## Text shown
News

“Building a Better Tax system” What does this mean for you?

By February 14, 2019 Tax

The Australian government has launched the Better Tax campaign in order to help inform the public of tax reforms coming into effect. Designed to “better Australia”, here is a look at what this plan is and its meaning for you.

What it is:
The Better Tax initiative is designed to help prevent big business and multinational corporations from evading their tax obligations. The revenue collected then goes into funding Australian public service efforts. The plan is working in conjunction with the ATOs Tax Avoidance Taskforce, which in the last two years collected $5.6 billion in extra tax from large corporations, multinationals, and wealthy individuals.

Individual Tax:
For individuals, Better Tax has introduced a revised Personal Income Tax Plan which aims to reduce 95% of peoples tax. They are also introducing,

  • New low to middle-income tax offset: Offering immediate relief of up to $530 after an individual lodges their tax return for each income year from 2018-19 until 2021-22.

[Records from a dataset]
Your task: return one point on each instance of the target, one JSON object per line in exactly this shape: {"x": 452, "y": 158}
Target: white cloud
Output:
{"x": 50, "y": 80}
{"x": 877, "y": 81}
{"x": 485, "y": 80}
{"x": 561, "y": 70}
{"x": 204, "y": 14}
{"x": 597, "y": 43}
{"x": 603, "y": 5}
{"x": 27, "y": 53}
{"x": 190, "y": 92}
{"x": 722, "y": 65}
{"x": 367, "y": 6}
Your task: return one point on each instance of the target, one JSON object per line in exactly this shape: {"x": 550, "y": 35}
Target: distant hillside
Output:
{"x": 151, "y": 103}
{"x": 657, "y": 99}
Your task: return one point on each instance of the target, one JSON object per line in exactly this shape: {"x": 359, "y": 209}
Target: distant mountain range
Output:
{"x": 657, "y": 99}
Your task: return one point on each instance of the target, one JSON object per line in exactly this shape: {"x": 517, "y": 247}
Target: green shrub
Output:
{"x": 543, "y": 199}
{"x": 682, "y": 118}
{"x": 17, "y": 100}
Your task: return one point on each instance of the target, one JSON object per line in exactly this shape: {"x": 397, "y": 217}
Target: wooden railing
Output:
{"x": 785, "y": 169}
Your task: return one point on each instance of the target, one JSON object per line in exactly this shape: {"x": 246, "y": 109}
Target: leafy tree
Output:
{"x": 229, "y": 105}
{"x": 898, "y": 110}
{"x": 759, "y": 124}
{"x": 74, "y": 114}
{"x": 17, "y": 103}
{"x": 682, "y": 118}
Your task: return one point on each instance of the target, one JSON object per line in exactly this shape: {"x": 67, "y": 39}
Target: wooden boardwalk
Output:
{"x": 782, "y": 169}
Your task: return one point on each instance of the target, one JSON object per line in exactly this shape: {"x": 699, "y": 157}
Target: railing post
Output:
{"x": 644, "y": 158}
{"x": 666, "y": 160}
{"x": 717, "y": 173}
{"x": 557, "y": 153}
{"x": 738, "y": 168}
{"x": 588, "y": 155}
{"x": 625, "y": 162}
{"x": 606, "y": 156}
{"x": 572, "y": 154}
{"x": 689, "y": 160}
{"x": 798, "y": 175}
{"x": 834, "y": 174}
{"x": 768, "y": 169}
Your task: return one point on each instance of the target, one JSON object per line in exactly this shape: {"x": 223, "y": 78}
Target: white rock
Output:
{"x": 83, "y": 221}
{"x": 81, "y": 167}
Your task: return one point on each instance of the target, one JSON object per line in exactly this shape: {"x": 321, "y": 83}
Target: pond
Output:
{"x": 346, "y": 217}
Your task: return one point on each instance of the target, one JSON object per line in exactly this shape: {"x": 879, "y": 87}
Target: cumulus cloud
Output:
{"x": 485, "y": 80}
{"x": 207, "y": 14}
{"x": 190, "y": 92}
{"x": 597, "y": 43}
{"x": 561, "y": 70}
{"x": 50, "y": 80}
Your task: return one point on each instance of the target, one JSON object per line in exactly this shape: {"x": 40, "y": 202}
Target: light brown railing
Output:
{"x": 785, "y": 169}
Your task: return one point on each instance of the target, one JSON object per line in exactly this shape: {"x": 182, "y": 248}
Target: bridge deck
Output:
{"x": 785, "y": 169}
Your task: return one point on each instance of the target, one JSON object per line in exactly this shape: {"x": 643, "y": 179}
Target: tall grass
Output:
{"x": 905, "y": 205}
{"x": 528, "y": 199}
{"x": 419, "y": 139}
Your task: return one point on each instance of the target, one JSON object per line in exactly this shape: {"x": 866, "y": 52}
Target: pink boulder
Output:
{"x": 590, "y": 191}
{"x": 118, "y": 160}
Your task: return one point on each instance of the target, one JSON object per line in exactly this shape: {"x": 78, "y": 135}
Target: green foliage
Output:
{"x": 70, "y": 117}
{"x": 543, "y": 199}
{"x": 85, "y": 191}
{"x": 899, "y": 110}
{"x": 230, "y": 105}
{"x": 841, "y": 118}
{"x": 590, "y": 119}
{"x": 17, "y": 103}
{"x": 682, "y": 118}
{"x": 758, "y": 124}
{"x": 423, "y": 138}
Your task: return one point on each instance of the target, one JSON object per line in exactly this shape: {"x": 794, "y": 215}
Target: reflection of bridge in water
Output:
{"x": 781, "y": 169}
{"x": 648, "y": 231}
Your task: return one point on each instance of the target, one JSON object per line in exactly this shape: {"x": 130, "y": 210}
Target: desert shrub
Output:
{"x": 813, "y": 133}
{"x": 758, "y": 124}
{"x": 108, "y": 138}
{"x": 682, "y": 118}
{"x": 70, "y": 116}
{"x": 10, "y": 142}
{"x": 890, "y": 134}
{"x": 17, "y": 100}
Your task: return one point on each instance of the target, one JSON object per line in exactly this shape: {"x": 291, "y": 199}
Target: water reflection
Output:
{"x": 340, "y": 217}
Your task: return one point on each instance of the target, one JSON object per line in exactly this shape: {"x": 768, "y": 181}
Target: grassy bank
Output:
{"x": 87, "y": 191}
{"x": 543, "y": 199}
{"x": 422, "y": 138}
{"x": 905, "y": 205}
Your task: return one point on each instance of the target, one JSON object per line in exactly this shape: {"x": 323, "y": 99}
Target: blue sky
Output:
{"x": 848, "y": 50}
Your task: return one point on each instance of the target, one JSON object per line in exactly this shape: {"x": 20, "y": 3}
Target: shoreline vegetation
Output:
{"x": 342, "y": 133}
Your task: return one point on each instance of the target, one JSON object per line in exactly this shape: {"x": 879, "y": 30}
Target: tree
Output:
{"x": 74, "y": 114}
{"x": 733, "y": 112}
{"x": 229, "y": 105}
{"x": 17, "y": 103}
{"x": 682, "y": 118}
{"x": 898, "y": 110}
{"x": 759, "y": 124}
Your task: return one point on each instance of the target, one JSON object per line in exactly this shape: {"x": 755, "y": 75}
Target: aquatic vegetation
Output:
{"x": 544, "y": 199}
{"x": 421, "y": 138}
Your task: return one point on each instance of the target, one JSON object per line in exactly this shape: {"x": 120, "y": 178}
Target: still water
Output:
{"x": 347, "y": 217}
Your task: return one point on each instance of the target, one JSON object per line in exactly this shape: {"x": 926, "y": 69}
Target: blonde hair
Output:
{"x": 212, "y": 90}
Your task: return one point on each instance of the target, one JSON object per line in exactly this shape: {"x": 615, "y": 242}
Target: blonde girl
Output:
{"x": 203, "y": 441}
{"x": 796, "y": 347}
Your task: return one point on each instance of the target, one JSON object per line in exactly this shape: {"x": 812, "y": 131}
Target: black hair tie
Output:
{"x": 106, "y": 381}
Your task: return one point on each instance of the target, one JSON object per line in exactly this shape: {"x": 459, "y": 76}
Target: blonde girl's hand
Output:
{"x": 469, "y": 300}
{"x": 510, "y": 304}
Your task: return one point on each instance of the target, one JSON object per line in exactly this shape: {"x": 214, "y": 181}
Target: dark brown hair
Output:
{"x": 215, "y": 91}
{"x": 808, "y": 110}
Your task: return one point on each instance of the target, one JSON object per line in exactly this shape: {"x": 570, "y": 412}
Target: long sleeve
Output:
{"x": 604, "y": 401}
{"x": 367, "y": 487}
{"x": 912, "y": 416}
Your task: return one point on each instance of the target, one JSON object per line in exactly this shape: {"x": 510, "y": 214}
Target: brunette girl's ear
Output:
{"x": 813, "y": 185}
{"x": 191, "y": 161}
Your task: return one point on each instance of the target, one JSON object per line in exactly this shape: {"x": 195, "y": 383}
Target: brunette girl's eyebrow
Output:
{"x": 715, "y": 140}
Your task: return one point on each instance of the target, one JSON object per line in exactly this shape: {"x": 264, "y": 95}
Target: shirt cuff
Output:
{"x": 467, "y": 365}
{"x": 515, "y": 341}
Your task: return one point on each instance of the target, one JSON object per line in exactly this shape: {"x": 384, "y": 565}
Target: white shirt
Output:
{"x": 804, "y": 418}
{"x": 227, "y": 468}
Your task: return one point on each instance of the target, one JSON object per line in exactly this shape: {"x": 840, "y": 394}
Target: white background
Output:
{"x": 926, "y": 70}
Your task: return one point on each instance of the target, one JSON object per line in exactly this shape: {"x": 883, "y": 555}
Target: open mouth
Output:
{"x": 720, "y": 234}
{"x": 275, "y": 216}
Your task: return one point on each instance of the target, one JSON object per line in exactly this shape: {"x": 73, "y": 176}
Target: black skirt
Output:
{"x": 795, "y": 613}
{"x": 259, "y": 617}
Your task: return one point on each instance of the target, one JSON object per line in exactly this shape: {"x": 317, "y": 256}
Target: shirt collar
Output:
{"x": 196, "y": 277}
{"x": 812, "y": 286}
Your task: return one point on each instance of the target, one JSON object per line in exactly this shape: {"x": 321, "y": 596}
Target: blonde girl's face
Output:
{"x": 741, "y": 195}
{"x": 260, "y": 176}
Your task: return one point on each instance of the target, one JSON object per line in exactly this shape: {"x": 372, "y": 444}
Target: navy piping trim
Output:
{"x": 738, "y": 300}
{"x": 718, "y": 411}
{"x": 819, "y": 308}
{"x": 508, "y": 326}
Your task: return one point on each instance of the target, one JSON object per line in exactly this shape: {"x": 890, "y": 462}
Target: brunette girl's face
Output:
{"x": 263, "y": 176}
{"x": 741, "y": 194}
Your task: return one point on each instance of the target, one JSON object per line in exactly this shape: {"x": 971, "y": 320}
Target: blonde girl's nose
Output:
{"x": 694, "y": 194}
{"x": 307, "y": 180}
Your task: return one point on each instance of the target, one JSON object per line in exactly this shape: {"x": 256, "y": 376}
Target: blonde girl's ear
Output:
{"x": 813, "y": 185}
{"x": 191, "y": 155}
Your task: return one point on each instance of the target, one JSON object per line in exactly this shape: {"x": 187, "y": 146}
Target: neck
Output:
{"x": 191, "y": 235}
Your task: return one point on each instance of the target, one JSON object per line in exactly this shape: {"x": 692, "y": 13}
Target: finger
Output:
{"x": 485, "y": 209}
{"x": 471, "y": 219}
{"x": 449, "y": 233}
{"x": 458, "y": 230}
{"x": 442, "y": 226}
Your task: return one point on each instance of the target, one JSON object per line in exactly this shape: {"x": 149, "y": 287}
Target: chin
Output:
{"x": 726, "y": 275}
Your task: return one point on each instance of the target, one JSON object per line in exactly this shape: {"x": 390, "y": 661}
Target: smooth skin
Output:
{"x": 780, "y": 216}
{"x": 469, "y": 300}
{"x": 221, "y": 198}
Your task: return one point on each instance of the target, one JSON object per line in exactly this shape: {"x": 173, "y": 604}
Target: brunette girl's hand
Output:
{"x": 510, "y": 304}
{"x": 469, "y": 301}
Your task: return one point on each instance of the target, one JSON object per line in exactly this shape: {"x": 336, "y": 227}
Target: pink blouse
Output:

## Work to complete
a) Update the Better Tax article, starting with "The Australian government" and going on through "and wealthy individuals.", so that "Better Tax" is replaced by "Fairer Tax".
b) According to the Better Tax article, how much extra tax did the ATO's Tax Avoidance Taskforce collect in the last two years?
c) Translate this sentence from the Better Tax article into French: "The revenue collected then goes into funding Australian public service efforts."
The listing stands apart from the Better Tax article and is unrelated to it.

## Solutions by task
a)
The Australian government has launched the Fairer Tax campaign in order to help inform the public of tax reforms coming into effect. Designed to “better Australia”, here is a look at what this plan is and its meaning for you.

What it is:
The Fairer Tax initiative is designed to help prevent big business and multinational corporations from evading their tax obligations. The revenue collected then goes into funding Australian public service efforts. The plan is working in conjunction with the ATOs Tax Avoidance Taskforce, which in the last two years collected $5.6 billion in extra tax from large corporations, multinationals, and wealthy individuals.

b) $5.6 billion

c) Les recettes perçues servent ensuite à financer les activités de la fonction publique australienne.